◆ What to produce
Print the lines below verbatim, character for character.

◆ Records for the exercise

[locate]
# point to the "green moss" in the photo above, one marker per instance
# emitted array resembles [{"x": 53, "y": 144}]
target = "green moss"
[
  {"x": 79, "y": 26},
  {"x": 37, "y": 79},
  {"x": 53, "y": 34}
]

◆ Task result
[locate]
# point to the "green moss" in the photo above, one marker per instance
# emitted array resembles [{"x": 53, "y": 144}]
target = "green moss"
[
  {"x": 79, "y": 26},
  {"x": 37, "y": 79},
  {"x": 53, "y": 34}
]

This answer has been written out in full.